Table 1. Number of Branches Listed in Labor Call

Federal electorate October 8, 1914 October 7, 1915 December 14, 1916 April 26, 1917
Ballarat 23 20 10 14
Corangamite 59 35 21 23
Corio 23 16 7 10
Flinders 24 17 13 19
Indi 48 31 18 24
Maribyrnong 6 8 7 8
Melbourne 3 3 3 4
Wimmera 8 7 5 12
TOTAL 194 137 84 114

The 1917 federal and state elections were far from disastrous for the PLC. It lost five of its twelve House of Representatives seats but this still enabled it to constitute one-third of the federal caucus. At the state level the three seats of expelled conscriptionists were lost but the party managed to win eighteen others. PLC supporters were even more cheered late in December 1917 when Victoria swung against conscription at the second referendum. For a party unaccustomed to success this was no mere consolation prize.

Total war ruptured Australian society and resulted in the expansion and deepening of its proletarian segment. This was not simply a matter of imported ideas or statements by leaders but can be discerned at the branch level: Yarraville PLC early in 1916 agreed to co-operate with the Footscray Industrial Workers of the World (IWW) club; at its December 1918 meeting the Brighton Australian Labor party (ALP) unanimously protested at the prohibition of the red flag and at the imprisonment of those who had flown it; in 1919 the North Fitzroy branch[76] carried resolutions supporting the flying of the red flag at the THC, the One Big Union (OBU), and calling for the release of political prisoners. W.A. Holman exaggerated somewhat when in late 1916 he described the Victorian Labor party as being “in a most unfortunate position, having apparently, succumbed almost unanimously to the pressure brought to bear by the workers”, but he had rightly sensed the nature of the future developments. Examination of the scheme to fly a red flag over the THC building; of attitudes towards the war; of the response to the Russian Revolution; of the adoption of a socialist objective; of the establishment of the Labor College and of the attack upon racism will demonstrate the contours of this leftward trend.

Flying the red flag over the Melbourne Trades Hall was no quixotic gesture but a political act in the finest traditions of propaganda by deed. The debate commenced in May 1916 when it was moved that “as the Labor Movement is (and must be) international, some non-national emblem ought to be recognised and exhibited as a symbol of that spirit”. The debate intensified, as did the wrath of the bourgeoisie, until a special THC meeting on 12 September 1918 decided that “the red flag be declared to be the flag and the colour the colour of the Labor Movement, and that the flag be flown upon days to honour any Labor event, and every other day determined upon by the Executive of the THC”. Throughout these months a continuous debate ensued in the Labor press, at union and at branch meetings where the issue was argued out in terms of socialism, the war and internationalism including support for Soviet Russia. The demand for their own flag indicated a growing awareness by a section of the workers that they were a class and that the Australian flag was the symbol of their oppressors.

+===+

■ **WORK INSTRUCTION 1**: In the Labor history extract, begin at the words "Federal electorate October" and stop after "mere consolation prize.", substituting "lower house" for "House of Representatives".
■ **WORK INSTRUCTION 2**:
Answer from the Labor history extract:
(a) How many of its House of Representatives seats did the PLC lose in 1917?
(b) On what date did a special THC meeting declare the red flag to be the flag of the Labor Movement?
(c) Which branch agreed early in 1916 to co-operate with the Footscray IWW club?

+===+

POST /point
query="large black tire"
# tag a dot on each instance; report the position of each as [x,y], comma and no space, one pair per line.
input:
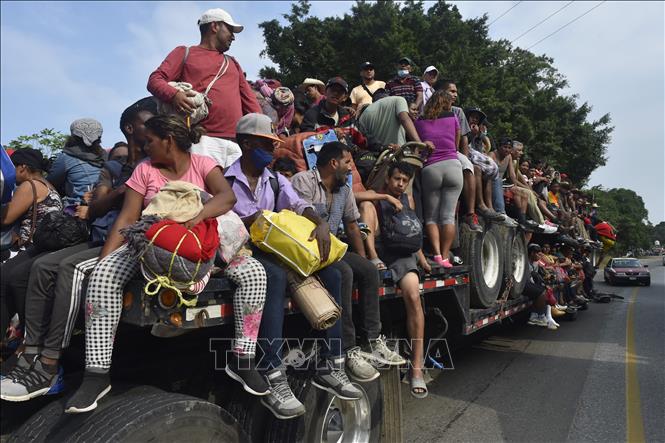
[482,253]
[330,419]
[138,414]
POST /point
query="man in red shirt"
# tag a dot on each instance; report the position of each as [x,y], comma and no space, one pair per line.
[231,96]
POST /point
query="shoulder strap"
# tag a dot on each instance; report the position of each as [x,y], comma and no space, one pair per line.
[368,91]
[33,225]
[274,184]
[184,60]
[220,73]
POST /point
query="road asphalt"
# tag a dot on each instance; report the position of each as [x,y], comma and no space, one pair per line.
[530,384]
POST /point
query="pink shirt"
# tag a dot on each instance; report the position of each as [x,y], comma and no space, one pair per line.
[231,95]
[147,180]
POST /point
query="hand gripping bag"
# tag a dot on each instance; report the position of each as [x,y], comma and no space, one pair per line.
[286,235]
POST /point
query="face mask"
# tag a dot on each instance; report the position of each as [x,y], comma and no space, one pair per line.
[261,158]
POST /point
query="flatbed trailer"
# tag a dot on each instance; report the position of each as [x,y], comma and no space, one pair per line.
[182,377]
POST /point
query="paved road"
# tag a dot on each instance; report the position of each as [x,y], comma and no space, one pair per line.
[531,384]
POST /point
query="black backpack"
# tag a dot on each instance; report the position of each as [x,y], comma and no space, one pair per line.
[401,232]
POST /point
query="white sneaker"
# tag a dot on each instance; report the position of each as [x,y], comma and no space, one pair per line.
[539,321]
[378,353]
[358,368]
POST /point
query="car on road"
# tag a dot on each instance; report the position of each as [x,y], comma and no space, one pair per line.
[627,270]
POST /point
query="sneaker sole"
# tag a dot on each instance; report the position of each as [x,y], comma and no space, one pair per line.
[333,392]
[26,397]
[277,414]
[363,380]
[240,380]
[380,360]
[73,410]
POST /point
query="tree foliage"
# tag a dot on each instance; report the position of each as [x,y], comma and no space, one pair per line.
[49,141]
[520,91]
[625,210]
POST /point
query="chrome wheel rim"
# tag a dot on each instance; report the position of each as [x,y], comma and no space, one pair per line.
[347,421]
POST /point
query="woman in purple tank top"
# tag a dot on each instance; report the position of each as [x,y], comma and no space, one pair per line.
[442,175]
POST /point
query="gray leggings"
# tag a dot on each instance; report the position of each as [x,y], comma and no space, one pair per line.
[442,184]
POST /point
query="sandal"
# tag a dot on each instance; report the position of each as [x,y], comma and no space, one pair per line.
[380,265]
[418,387]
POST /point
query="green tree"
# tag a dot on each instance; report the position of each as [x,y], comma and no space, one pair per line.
[520,91]
[49,141]
[624,210]
[658,233]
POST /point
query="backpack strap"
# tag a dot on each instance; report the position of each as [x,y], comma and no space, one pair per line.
[184,60]
[33,225]
[273,179]
[371,94]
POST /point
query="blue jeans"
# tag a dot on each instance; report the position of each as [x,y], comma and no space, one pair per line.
[271,331]
[497,195]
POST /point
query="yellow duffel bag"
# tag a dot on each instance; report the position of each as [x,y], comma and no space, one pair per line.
[286,234]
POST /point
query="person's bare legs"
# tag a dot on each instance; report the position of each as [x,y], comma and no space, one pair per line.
[415,321]
[369,217]
[543,208]
[447,238]
[487,193]
[433,235]
[469,191]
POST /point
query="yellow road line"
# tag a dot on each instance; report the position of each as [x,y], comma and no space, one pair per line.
[634,422]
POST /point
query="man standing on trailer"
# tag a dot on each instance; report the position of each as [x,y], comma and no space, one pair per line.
[230,96]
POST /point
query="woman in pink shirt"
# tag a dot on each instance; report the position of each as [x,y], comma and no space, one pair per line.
[168,142]
[442,174]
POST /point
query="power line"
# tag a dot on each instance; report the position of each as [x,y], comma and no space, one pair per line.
[509,9]
[570,22]
[542,21]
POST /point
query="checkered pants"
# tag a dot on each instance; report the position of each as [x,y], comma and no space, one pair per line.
[487,166]
[250,278]
[104,305]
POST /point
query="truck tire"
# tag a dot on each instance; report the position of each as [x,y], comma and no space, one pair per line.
[138,414]
[254,418]
[483,255]
[330,419]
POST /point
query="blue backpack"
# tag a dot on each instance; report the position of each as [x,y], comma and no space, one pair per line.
[401,232]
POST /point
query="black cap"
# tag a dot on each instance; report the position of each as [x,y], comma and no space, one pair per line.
[338,81]
[505,141]
[481,114]
[30,157]
[406,60]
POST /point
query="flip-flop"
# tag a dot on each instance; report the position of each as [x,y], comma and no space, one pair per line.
[380,265]
[418,387]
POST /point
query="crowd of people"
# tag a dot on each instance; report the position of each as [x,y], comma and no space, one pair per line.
[241,143]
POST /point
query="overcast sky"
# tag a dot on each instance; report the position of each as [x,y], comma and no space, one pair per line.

+===+

■ **EXPECTED OUTPUT 1**:
Federal electorate October 8, 1914 October 7, 1915 December 14, 1916 April 26, 1917
Ballarat 23 20 10 14
Corangamite 59 35 21 23
Corio 23 16 7 10
Flinders 24 17 13 19
Indi 48 31 18 24
Maribyrnong 6 8 7 8
Melbourne 3 3 3 4
Wimmera 8 7 5 12
TOTAL 194 137 84 114

The 1917 federal and state elections were far from disastrous for the PLC. It lost five of its twelve lower house seats but this still enabled it to constitute one-third of the federal caucus. At the state level the three seats of expelled conscriptionists were lost but the party managed to win eighteen others. PLC supporters were even more cheered late in December 1917 when Victoria swung against conscription at the second referendum. For a party unaccustomed to success this was no mere consolation prize.

■ **EXPECTED OUTPUT 2**:
(a) Five of its twelve.
(b) 12 September 1918.
(c) Yarraville PLC.